* [WHAT THE TASK REQUIRES] Rewrite the data from the line containing "Roster-mapping task: tag the upper" through the end as a JSON list of strings, one string per line, skipping blank lines.

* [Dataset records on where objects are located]
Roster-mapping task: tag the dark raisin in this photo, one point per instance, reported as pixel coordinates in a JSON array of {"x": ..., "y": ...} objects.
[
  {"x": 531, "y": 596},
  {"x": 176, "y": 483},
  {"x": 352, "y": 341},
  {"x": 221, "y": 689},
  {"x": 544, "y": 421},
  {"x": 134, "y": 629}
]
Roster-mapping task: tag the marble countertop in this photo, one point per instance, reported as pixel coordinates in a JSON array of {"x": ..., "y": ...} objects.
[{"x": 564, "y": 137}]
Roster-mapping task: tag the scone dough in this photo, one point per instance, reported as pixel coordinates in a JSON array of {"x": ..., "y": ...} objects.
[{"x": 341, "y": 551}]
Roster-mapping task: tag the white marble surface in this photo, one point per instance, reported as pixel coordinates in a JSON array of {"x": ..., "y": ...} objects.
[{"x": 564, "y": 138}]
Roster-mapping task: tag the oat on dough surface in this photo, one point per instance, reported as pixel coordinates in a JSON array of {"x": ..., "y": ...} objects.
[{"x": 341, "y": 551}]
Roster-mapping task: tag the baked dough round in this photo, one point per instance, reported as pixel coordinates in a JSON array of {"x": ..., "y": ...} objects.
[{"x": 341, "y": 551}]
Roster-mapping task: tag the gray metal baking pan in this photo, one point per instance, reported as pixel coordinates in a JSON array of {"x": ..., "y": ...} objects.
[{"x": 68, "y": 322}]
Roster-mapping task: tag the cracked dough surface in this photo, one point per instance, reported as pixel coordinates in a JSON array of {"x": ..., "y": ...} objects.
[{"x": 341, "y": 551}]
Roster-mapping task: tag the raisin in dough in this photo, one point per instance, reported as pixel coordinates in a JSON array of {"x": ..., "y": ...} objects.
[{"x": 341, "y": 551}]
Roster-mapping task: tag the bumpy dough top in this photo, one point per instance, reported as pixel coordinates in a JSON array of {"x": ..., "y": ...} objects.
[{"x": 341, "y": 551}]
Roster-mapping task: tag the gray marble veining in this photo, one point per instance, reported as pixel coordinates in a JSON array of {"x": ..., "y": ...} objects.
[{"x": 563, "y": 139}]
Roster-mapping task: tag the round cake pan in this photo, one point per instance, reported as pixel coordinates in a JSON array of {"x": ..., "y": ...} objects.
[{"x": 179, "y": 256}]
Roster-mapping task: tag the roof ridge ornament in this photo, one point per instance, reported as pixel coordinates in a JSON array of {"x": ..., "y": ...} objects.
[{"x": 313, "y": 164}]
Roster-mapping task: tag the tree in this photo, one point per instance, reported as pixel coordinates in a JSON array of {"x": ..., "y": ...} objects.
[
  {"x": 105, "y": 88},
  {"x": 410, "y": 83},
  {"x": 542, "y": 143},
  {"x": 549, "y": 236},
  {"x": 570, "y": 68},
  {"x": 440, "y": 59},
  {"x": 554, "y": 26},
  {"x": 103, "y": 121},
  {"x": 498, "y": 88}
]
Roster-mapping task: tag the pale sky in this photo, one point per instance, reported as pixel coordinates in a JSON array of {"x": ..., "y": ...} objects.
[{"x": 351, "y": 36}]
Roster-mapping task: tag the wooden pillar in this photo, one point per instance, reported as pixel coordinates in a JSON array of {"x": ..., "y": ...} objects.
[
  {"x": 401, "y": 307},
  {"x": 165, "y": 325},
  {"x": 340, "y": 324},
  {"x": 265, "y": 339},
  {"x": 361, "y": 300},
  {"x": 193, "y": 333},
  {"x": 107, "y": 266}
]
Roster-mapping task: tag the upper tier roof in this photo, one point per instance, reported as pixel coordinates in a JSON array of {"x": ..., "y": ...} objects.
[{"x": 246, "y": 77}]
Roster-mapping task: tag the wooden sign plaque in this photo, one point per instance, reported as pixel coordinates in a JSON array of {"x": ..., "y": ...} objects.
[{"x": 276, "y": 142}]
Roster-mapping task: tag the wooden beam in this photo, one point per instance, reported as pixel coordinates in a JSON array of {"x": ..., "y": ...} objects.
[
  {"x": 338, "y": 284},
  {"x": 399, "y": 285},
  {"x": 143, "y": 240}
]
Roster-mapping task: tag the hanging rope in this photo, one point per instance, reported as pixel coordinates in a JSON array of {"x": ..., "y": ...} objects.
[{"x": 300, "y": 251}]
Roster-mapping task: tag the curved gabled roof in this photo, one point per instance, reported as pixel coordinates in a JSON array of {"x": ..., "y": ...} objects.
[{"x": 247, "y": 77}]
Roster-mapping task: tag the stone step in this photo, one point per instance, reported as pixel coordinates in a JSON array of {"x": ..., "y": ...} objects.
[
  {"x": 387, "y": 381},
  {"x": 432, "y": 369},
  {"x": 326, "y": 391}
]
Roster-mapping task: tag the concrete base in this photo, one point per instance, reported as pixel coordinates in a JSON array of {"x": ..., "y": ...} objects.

* [FINAL RESULT]
[
  "Roster-mapping task: tag the upper tier roof in this photo, one point per instance, reported as pixel coordinates in a JSON array of {\"x\": ..., \"y\": ...} objects.",
  "[{\"x\": 246, \"y\": 77}]",
  "Roster-mapping task: tag the wooden sign plaque in this photo, one point per instance, reported as pixel coordinates in a JSON array of {\"x\": ..., \"y\": ...} objects.",
  "[{\"x\": 276, \"y\": 142}]",
  "Roster-mapping task: tag the wooden beam in this photo, one point per instance, reported as pixel coordinates in a JSON array of {\"x\": ..., \"y\": ...} objects.",
  "[",
  "  {\"x\": 338, \"y\": 284},",
  "  {\"x\": 399, \"y\": 285},",
  "  {\"x\": 143, \"y\": 240}",
  "]",
  "Roster-mapping task: tag the hanging rope in this photo, one point per instance, reported as pixel coordinates in a JSON array of {\"x\": ..., \"y\": ...} objects.",
  "[{\"x\": 300, \"y\": 251}]",
  "Roster-mapping task: tag the curved gabled roof in this photo, one point per instance, reported as pixel coordinates in a JSON array of {\"x\": ..., \"y\": ...} objects.",
  "[{\"x\": 247, \"y\": 77}]",
  "Roster-mapping task: tag the stone step in this photo, one point per instance, reported as pixel coordinates in a JSON array of {\"x\": ..., \"y\": ...} objects.",
  "[",
  "  {\"x\": 387, \"y\": 381},",
  "  {\"x\": 432, \"y\": 369},",
  "  {\"x\": 326, \"y\": 391}",
  "]",
  "Roster-mapping task: tag the concrete base in this photo, one point per instance, reported as pixel coordinates in a JSON array of {\"x\": ..., \"y\": ...} objects."
]